Eine Wiese für die Waldfüchse: Die beiden Initiatoren Lisa Simla und Julia Blum (rechts) auf dem Gelände des ehemaligen Schulgartens am Solztalweg. © Kai A. Struthoff

Auf einer Wiese am Rande des Solztal-Kinderwegs in Bad Hersfeld soll ab August der erste reine Waldkindergarten des Kreises eröffnen.

Bad Hersfeld - „Es hat sich leider alles sehr lange hingezogen“, berichten die beiden Initiatorinnen des Projekts Julia Blum und Lisa Simla vom privaten Trägerverein Naturleben Waldhessen e.V. Es gebe bereits viele Interessenten, denn die naturnahe Waldpädagogik werde bei Eltern und Kindern immer beliebter.

Für die „Waldfüchse“ wird derzeit ein alter Bauwagen als Unterkunft aufgearbeitet. Geplant werde zunächst mit einer Gruppenstärke von 22 Kindern, die von zwei Erzieherinnen und einem Erzieher betreut werden sollen.

Vorangegangen war eine lange Suche nach einem geeigneten Grundstück für den Waldkindergarten. Der ursprüngliche Standort am Wald in der Nähe des Schützenhauses in Kathus musste aus praktischen und rechtlichen Gründen aufgegeben werden, weil es sowohl mit der Zuwegung als auch den Fördergeldern Probleme gegeben habe. Nun wurde im ehemaligen „Schulgarten“ in Sorga eine geeignete Fläche gefunden.

Der Wiesenstreifen wird von einem Feld, der Solz und dem Solztalweg begrenzt und ist über eine asphaltierte Straße zu erreichen. Parkmöglichkeiten stehen am nahen Schützenhaus in Sorga zur Verfügung. Über eine Notfallunterkunft bei Extremwetterlage werde sowohl mit dem Schützenverein als auch mit der nahen Grundschule verhandelt, erklären Julia Blum und Lisa Simla.

◆ AUFGEFÜHRTE EINTRÄGE:
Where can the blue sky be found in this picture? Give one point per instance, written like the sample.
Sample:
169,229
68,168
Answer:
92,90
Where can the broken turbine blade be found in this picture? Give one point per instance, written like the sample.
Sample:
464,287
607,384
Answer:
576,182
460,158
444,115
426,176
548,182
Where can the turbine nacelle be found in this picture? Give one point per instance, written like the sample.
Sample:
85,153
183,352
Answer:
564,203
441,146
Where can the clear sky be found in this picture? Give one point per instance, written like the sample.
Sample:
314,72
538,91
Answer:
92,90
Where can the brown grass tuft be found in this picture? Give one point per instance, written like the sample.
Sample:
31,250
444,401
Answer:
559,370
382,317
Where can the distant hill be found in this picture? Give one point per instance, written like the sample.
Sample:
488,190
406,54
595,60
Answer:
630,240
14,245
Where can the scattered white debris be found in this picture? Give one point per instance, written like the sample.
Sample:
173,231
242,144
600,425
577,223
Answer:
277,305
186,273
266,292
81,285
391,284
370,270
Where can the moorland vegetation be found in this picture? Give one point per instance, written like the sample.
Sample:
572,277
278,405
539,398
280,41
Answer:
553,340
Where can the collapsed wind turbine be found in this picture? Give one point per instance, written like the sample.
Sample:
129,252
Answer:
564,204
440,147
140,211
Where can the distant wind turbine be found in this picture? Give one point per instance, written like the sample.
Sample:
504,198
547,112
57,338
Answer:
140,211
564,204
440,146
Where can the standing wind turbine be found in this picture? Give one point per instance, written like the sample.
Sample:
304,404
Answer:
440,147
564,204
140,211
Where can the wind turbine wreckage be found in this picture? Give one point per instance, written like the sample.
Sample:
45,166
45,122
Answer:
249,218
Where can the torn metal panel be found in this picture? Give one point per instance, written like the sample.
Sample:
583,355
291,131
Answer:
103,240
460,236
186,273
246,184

◆ AUFGABENSTELLUNG:
A) Übertragen Sie den Satz »Für die „Waldfüchse“ wird derzeit ein alter Bauwagen als Unterkunft aufgearbeitet.« aus dem Auszug ins Englische.
B) Kopieren Sie aus dem Auszug den Abschnitt wortgetreu, beginnend an der Stelle mit den Worten „Eine Wiese für“ und endend nach „Kindern immer beliebter.“.
Die Zeilen sind eigenständiges Material und gehören nicht zum Auszug.

◆ ERGEBNISSE:
A) An old construction trailer is currently being refurbished as shelter for the "Waldfüchse."

B)
Eine Wiese für die Waldfüchse: Die beiden Initiatoren Lisa Simla und Julia Blum (rechts) auf dem Gelände des ehemaligen Schulgartens am Solztalweg. © Kai A. Struthoff

Auf einer Wiese am Rande des Solztal-Kinderwegs in Bad Hersfeld soll ab August der erste reine Waldkindergarten des Kreises eröffnen.

Bad Hersfeld - „Es hat sich leider alles sehr lange hingezogen“, berichten die beiden Initiatorinnen des Projekts Julia Blum und Lisa Simla vom privaten Trägerverein Naturleben Waldhessen e.V. Es gebe bereits viele Interessenten, denn die naturnahe Waldpädagogik werde bei Eltern und Kindern immer beliebter.